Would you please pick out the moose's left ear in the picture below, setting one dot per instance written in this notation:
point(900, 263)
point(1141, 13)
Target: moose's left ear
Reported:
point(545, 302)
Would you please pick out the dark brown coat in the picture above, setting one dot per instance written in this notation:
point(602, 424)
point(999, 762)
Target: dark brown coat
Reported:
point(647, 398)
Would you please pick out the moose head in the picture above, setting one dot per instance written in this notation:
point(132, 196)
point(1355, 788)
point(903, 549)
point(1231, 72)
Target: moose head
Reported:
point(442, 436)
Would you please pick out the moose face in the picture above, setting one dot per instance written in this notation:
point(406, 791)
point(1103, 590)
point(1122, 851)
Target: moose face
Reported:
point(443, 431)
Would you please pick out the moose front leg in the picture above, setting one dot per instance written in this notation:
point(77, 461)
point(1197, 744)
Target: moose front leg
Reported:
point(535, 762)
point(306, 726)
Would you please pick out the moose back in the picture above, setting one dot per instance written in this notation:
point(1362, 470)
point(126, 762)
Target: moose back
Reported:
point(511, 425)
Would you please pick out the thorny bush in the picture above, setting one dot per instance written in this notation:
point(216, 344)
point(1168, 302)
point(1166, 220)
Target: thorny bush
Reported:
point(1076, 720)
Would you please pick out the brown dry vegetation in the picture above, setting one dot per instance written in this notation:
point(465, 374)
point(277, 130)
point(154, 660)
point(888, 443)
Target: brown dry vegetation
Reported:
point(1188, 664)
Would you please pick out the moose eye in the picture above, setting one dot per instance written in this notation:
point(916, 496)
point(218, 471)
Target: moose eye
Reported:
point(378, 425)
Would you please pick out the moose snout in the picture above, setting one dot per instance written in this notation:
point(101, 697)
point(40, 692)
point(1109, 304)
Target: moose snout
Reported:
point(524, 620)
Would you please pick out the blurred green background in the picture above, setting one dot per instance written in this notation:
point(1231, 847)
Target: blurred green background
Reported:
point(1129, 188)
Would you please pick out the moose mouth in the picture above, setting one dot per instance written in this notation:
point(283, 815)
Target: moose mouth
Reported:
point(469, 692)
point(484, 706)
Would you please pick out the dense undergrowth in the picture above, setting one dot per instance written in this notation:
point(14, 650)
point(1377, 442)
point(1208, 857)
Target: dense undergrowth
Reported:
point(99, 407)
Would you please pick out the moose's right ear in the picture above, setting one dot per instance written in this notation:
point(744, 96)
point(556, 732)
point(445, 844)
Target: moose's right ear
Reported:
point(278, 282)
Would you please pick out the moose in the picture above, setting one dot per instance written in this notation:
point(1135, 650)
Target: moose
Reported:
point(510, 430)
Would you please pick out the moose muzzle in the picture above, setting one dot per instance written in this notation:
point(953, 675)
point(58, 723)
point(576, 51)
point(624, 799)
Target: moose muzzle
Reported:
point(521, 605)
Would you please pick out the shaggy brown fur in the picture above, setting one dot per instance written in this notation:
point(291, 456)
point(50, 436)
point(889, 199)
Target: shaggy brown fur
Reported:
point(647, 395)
● ● ● ● ●
Task to carry out:
Using the data above, reproduce exactly the lines between those holding "point(1141, 13)" and "Target: moose snout", inclusive, and no others.

Written solution:
point(1141, 13)
Target: moose's left ear
Reported:
point(545, 302)
Would you please pick out the dark brown coat in the picture above, setting one dot per instance written in this notation:
point(602, 424)
point(999, 762)
Target: dark brown coat
Reported:
point(647, 398)
Would you please pick out the moose head in the picture above, setting one dot per instance written in this notation:
point(132, 196)
point(1355, 788)
point(903, 549)
point(1231, 72)
Target: moose head
Reported:
point(442, 436)
Would you please pick out the moose face in the picture above, setting one dot per instance written in this notation:
point(406, 791)
point(1103, 590)
point(1122, 851)
Target: moose face
Reported:
point(443, 431)
Would you please pick out the moose front leg in the picture above, setting one dot per instance written in this notation:
point(77, 461)
point(1197, 744)
Target: moose front leg
Reported:
point(535, 762)
point(306, 726)
Would you please pick out the moose back in the picture above, setting one dot per instance written in this notation:
point(1362, 470)
point(126, 762)
Target: moose back
Reported:
point(511, 425)
Would you please pick out the thorny bush in the picture above, setting one dot per instance written in this notation:
point(216, 344)
point(1168, 302)
point(1166, 220)
Target: thorny bush
Reported:
point(1076, 720)
Would you please pick out the brown dry vegetation in the picture above, setting one dot per instance written in this notation:
point(465, 374)
point(277, 130)
point(154, 660)
point(888, 443)
Target: brown dry vegetation
Reported:
point(1188, 664)
Would you please pick out the moose eye in the picture above, setting one dot per instance written in this notation:
point(916, 496)
point(218, 471)
Target: moose eye
Reported:
point(378, 425)
Would you please pick out the moose snout in the picture above, setting one dot per instance written in this notation:
point(101, 697)
point(40, 692)
point(1109, 304)
Target: moose snout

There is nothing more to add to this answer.